:: What you have to do ::
Reproduce verbatim everything in the items below, from the line containing "Put a pin on every instance of the terracotta" down to the line containing "x=835 y=269", including both of those lines.

:: Dataset content ::
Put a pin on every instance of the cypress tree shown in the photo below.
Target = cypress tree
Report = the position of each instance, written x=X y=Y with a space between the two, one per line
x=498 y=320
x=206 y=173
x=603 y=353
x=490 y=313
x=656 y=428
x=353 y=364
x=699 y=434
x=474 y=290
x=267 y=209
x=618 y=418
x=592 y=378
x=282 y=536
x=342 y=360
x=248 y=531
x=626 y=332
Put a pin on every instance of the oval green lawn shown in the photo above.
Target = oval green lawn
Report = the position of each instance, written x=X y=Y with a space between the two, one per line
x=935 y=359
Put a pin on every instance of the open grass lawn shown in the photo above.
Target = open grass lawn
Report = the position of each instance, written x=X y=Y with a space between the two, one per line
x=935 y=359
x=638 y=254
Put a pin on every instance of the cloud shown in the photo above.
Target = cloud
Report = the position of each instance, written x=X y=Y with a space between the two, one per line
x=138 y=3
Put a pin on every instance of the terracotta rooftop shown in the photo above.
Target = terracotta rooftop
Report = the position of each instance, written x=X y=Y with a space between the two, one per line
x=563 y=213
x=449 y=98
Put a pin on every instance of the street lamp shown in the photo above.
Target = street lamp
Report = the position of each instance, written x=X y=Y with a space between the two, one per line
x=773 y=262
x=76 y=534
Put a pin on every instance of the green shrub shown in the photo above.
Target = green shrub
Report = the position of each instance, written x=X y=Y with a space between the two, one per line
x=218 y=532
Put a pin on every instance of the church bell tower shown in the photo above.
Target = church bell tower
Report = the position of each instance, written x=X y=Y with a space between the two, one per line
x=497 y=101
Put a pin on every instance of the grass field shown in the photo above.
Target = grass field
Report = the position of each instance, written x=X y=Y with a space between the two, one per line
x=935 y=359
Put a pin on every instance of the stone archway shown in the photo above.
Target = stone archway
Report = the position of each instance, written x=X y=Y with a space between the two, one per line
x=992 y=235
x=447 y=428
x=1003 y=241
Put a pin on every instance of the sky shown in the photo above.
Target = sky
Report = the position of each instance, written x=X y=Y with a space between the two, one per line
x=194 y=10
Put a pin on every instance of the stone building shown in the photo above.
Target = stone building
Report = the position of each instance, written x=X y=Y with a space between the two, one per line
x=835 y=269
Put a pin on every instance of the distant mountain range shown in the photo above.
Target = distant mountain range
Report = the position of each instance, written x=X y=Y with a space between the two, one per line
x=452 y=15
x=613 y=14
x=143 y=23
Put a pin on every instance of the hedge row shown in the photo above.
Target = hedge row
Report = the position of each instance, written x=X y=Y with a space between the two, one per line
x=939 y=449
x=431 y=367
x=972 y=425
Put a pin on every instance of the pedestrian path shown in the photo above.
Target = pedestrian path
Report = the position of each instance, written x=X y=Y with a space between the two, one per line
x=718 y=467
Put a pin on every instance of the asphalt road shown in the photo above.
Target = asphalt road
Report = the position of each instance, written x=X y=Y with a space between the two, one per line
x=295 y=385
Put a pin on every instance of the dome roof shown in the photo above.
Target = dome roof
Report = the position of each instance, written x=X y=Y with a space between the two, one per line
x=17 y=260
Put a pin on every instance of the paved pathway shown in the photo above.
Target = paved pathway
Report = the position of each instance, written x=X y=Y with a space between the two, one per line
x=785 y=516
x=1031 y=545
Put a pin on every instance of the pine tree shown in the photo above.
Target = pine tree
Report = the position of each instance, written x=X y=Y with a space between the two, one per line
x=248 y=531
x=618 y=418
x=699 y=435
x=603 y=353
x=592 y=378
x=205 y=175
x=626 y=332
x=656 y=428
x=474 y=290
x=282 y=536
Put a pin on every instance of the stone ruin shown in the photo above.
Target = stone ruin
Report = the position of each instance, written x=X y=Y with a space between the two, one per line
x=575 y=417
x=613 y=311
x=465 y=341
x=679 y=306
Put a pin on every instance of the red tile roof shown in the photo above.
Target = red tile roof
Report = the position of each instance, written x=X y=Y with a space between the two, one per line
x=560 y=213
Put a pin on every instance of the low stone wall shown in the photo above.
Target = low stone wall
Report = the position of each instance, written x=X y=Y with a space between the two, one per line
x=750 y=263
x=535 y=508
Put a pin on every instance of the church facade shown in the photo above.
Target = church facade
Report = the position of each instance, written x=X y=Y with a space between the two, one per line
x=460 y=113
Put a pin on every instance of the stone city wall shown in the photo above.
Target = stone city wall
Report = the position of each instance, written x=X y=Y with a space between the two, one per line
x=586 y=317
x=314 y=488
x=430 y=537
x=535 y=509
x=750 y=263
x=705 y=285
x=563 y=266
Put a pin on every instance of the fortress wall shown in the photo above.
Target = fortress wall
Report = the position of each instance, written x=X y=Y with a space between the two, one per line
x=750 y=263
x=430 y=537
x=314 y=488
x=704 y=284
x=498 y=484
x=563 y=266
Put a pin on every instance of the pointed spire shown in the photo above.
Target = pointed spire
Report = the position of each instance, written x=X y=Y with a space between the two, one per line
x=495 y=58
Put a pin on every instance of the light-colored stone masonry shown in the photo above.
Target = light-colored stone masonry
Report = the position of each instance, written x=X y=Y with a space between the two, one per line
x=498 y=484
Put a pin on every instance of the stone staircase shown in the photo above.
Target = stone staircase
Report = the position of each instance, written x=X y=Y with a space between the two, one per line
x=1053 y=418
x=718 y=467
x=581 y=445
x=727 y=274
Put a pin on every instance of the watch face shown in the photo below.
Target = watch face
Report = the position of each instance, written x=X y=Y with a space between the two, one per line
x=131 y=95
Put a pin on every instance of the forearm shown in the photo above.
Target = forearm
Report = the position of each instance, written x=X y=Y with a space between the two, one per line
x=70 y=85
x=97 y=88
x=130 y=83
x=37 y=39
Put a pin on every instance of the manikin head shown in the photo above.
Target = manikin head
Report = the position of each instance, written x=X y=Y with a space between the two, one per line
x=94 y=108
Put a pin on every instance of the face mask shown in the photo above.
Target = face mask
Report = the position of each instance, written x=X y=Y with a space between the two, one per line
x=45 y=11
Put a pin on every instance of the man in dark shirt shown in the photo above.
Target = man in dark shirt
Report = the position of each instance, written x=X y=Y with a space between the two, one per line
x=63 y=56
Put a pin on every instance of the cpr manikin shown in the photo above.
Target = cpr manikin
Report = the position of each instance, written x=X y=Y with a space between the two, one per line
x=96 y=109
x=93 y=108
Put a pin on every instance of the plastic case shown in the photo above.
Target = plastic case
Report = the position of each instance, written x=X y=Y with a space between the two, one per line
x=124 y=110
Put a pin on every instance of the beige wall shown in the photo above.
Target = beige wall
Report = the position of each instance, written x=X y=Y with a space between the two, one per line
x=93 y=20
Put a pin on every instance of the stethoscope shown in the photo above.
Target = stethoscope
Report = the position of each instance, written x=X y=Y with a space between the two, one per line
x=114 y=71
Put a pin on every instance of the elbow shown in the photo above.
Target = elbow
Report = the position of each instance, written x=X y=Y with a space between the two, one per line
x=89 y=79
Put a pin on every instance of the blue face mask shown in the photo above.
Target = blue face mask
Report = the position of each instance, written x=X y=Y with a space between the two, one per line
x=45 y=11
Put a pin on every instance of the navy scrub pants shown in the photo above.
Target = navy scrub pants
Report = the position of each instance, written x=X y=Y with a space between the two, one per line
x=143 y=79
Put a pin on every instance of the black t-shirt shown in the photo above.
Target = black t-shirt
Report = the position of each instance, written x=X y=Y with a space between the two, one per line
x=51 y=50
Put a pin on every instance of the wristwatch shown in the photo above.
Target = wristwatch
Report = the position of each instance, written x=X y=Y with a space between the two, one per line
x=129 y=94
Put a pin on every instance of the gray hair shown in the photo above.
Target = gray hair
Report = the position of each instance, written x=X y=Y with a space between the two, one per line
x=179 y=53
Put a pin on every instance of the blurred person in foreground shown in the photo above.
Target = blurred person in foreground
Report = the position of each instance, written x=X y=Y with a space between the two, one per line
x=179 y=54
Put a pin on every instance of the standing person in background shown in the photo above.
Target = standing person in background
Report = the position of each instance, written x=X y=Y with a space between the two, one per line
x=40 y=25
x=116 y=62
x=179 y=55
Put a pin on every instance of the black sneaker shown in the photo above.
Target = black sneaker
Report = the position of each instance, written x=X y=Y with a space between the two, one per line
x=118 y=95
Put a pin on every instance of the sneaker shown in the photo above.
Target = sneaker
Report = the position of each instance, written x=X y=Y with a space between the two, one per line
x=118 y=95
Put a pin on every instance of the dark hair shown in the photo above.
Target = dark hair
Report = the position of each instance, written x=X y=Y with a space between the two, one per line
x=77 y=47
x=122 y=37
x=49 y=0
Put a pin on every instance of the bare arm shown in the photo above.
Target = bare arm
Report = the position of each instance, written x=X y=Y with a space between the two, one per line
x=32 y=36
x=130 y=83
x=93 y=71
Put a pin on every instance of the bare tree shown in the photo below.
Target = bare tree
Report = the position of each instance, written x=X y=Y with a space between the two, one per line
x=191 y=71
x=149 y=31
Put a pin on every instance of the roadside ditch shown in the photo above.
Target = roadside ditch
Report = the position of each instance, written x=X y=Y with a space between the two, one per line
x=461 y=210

:: Solved problem ::
Put a pin on every instance of the terracotta rooftop shown in the photo above.
Target = terracotta rooftop
Report = the position of each instance, written x=X y=Y with a space between the two, one per line
x=563 y=213
x=449 y=98
Put a pin on every instance of the street lamp shown in the photo above.
Target = street lamp
Report = the position of each instance, written x=X y=Y with a space between the two, one per line
x=773 y=262
x=76 y=534
Put a pin on every instance of the green shrub shown in the photo above.
Target = green shrub
Report = the position of each instance, written x=X y=Y with a space between the two, one per line
x=218 y=532
Put a pin on every instance of the church bell tower shown in the photo above.
Target = church bell tower
Report = the position of each instance, written x=X y=Y with a space between the two, one per line
x=497 y=101
Put a pin on every instance of the grass field shown in the photo above.
Target = grass field
Report = the position of each instance, written x=X y=Y with a space between the two, one per line
x=935 y=359
Put a pin on every instance of the stone archway shown in the photo above.
Target = stone archway
Report = the position of each instance, written x=X y=Y with a space between the two, one per line
x=992 y=235
x=447 y=428
x=1003 y=241
Put a pin on every instance of the sky shown in the photo above.
Target = sky
Report = the position of each instance, written x=X y=Y with a space between the two, one per line
x=194 y=10
Put a pin on every instance of the stone building shown in the photo above.
Target = stone building
Report = the position of each instance, written x=X y=Y with a space between the two, one per line
x=835 y=269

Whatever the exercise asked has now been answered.